Excerpt ▸
==================================================

PRIME Minister Narendra Modi’s announcement of a Rs 20 lakh crore package to help cushion the Covid economic impact and set the stage for “self-reliance”, could pivot around measures that the government is set to unveil in a staggered manner starting Wednesday.
“Land, labour, liquidity and laws” — that was how the PM defined the key themes of the package. This is likely to translate into: steps to bolster liquidity for the Micro, Small and Medium Enterprises (MSMEs), among the worst impacted sectors; a push to the process of monetisation of surplus land assets held by Ministries and Central PSUs; a state-led easing of labour regulations and additional tax breaks for companies investing above a certain threshold in technology-intensive sectors like pharma, medical devices and telecom equipment.
Over the next few days, Finance Minister Nirmala Sitharaman will provide details of the package that is likely to include measures to boost local manufacturing, help improve India’s competitiveness in a global economy, and provide relief to the distressed poor, labourers and hapless migrants.
MSME Minister Nitin Gadkari had, on April 24, indicated the possibility of setting up a Rs 1 lakh crore revolving fund for MSMEs. The government’s plan is expected to ensure higher working capital limits, clearance of pending dues and credit guarantee against loan losses to MSMEs so that banks lend to them.
Speaking to The Indian Express, NITI Aayog Vice Chairman Rajiv Kumar said: “You will see a spate a reforms now, as you have seen in case of labour reforms in the states. (The PM) is bent upon turning this crisis into an opportunity, and I think this is what will happen.”

==================================================

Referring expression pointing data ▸

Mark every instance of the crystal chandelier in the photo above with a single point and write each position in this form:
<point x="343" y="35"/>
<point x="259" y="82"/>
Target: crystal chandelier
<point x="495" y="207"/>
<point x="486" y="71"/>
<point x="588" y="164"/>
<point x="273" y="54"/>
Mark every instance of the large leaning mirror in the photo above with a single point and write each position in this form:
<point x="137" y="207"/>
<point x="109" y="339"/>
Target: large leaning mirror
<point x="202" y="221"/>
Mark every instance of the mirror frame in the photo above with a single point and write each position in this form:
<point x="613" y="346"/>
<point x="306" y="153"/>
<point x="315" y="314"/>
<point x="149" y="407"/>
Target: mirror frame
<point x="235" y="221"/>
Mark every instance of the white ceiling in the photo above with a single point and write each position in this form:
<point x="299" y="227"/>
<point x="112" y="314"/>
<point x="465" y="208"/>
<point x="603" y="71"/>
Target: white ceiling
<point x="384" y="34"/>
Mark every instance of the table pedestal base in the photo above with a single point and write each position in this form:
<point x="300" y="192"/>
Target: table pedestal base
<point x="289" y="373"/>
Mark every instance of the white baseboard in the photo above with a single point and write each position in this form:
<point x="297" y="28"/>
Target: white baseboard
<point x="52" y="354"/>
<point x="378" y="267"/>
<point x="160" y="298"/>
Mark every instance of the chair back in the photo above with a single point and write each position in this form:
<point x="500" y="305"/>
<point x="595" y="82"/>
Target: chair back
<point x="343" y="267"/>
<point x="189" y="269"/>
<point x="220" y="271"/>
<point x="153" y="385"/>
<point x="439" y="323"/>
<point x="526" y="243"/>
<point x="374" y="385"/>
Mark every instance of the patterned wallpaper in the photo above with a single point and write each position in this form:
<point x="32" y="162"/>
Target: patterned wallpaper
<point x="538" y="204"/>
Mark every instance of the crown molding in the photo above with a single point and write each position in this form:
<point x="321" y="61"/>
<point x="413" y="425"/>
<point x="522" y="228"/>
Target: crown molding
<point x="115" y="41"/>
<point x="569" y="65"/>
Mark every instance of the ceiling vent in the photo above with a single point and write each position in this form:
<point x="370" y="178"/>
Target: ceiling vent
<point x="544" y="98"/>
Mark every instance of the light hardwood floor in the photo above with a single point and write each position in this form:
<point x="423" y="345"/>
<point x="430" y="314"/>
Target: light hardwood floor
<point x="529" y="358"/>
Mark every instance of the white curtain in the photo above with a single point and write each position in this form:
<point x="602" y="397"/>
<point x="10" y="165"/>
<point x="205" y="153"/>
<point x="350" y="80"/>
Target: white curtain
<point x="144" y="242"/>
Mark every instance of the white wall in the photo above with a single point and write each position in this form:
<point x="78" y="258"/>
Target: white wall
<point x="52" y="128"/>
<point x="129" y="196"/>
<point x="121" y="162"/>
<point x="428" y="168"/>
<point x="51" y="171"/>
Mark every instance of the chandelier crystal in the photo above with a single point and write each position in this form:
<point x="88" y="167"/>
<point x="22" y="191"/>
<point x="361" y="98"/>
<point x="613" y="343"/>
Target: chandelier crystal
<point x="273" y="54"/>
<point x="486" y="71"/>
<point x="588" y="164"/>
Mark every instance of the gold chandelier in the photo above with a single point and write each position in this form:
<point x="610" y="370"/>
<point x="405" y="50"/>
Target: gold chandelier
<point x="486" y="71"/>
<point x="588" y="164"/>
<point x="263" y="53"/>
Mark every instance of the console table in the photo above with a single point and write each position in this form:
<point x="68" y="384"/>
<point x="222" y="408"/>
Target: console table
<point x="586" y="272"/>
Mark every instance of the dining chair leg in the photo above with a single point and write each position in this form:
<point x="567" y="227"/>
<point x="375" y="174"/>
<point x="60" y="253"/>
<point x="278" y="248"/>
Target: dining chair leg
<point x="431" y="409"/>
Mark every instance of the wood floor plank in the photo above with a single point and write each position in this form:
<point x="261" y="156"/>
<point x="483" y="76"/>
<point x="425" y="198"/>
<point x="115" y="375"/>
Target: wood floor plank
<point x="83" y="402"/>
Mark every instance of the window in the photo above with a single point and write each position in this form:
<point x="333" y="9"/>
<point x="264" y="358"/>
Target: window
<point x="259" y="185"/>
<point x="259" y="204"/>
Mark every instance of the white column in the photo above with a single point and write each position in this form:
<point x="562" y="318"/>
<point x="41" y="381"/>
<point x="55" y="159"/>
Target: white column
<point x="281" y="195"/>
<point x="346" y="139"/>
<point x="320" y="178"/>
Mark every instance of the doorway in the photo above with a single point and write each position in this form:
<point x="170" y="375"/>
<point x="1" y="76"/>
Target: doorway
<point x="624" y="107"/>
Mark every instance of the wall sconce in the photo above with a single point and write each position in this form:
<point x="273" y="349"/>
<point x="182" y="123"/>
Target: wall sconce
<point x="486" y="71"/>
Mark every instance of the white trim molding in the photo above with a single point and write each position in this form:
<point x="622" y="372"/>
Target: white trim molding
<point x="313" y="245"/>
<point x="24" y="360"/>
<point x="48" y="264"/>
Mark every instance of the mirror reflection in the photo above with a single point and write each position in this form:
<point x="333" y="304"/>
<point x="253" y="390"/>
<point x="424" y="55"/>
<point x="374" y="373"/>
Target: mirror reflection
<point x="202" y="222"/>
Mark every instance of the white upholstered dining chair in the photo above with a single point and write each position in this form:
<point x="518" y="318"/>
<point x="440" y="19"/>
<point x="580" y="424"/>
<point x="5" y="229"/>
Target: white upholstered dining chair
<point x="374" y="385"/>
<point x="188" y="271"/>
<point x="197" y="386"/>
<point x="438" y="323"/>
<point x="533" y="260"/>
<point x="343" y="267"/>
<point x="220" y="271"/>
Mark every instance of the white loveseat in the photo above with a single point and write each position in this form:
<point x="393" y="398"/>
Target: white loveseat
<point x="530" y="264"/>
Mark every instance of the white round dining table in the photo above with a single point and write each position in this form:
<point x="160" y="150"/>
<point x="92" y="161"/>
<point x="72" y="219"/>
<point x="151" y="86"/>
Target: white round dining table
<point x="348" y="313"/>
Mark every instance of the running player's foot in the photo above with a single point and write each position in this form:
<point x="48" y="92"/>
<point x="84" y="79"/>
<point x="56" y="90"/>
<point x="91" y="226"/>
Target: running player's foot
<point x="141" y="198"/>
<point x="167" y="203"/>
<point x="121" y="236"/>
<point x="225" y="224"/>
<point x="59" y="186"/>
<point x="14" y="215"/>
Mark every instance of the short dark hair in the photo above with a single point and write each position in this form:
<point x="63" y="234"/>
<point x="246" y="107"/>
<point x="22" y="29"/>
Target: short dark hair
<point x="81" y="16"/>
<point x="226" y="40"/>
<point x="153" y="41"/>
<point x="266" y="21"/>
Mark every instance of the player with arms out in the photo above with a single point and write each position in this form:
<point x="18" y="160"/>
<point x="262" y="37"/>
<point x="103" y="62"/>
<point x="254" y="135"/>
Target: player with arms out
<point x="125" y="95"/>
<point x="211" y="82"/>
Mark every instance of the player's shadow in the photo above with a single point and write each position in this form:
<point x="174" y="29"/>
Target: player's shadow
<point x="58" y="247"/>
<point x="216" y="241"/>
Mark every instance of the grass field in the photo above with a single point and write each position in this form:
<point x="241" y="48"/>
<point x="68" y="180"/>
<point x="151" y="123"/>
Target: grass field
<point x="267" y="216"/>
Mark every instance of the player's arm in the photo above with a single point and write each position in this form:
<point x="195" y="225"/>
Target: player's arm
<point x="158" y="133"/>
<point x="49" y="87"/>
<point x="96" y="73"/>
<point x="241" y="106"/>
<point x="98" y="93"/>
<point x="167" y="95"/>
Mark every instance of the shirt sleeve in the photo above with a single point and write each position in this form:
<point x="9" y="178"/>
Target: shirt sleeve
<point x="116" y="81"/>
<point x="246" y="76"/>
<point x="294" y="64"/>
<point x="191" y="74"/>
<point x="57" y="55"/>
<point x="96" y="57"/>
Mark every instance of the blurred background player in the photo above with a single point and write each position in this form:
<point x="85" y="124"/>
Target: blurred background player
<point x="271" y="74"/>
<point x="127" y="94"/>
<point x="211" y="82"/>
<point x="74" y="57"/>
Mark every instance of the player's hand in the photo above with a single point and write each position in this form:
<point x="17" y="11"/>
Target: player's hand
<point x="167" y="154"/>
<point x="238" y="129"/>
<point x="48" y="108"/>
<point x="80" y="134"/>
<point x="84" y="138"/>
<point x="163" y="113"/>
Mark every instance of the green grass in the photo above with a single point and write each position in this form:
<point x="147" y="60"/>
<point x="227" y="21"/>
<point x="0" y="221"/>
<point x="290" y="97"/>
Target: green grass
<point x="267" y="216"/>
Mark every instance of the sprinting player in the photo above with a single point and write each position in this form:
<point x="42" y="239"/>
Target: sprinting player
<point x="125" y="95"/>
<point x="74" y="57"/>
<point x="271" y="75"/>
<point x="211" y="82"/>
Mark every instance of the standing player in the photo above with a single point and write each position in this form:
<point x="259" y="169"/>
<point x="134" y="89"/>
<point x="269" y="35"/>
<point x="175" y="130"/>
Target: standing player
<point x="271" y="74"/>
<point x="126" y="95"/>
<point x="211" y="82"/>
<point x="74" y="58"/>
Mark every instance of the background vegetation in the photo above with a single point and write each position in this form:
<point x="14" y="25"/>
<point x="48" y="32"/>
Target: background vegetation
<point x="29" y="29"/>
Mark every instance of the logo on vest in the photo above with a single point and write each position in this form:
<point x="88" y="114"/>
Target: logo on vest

==================================================

Problems to solve ▸
1. Rewrite the passage on the Covid relief package starting with "PRIME Minister Narendra" and going on through "and telecom equipment.", replacing "package" with "stimulus".
2. Write the next part of the article on the Rs 20 lakh crore Covid relief package, picking up after its last sentence.

Answers below ▸
1.
PRIME Minister Narendra Modi’s announcement of a Rs 20 lakh crore stimulus to help cushion the Covid economic impact and set the stage for “self-reliance”, could pivot around measures that the government is set to unveil in a staggered manner starting Wednesday.
“Land, labour, liquidity and laws” — that was how the PM defined the key themes of the stimulus. This is likely to translate into: steps to bolster liquidity for the Micro, Small and Medium Enterprises (MSMEs), among the worst impacted sectors; a push to the process of monetisation of surplus land assets held by Ministries and Central PSUs; a state-led easing of labour regulations and additional tax breaks for companies investing above a certain threshold in technology-intensive sectors like pharma, medical devices and telecom equipment.

2.
Asked if the government has the fiscal space for such a package, Kumar said: “Even the sternest of fiscal hawks have stopped asking that question…If you get the GDP to grow, the fiscal space gets created. On the other hand, if GDP stops growing, then same fiscal expenditure becomes much bigger (as a percentage of GDP), the ratio (fiscal deficit) becomes much bigger.”
The Centre is also likely to push the privatisation of some state-owned enterprises, a senior government official said.
On the labour reforms front, nine states have already tweaked laws to increase working hours. Madhya Pradesh, Uttar Pradesh and Gujarat have also announced suspension of labour laws for new companies for a period of nearly three years. An overhaul of central labour laws is also expected to follow suit.
Provident Fund contribution waiver for more small and medium companies is expected by expanding the ambit which already covers establishments with up to 100 employees with 90 per cent or more earning monthly salary less than Rs 15,000.
To provide wage support for organised sector workers, the government has been collating data for companies which have filed their returns under the EPF scheme but have deferred the payment of their contribution of dues. Similar support measures could be extended for migrant workers, with the government already having collected identification details for over 22 lakh workers.
Other reforms Modi indicated include those related to supply chains, rational tax system, simple and clear laws, capable human resource and a strong financial system.
The Prime Minister said that in a globalised world, self-reliance is different from being self-centred, suggesting that the government will take steps to attract foreign investment, too.
While fresh measures are yet to be announced to provide liquidity in the economy, on March 27, RBI Governor Shaktikanta Das had announced three liquidity measures: targeted long term repo operations (TLTRO), cash reserve ratio cut of 100 bps and increase in marginal standing facility (MSF) to 3 per cent of the statutory liquidity ratio (SLR). The RBI said these would pump in Rs 374,000 crore to stabilise the financial system that was hit by the pandemic.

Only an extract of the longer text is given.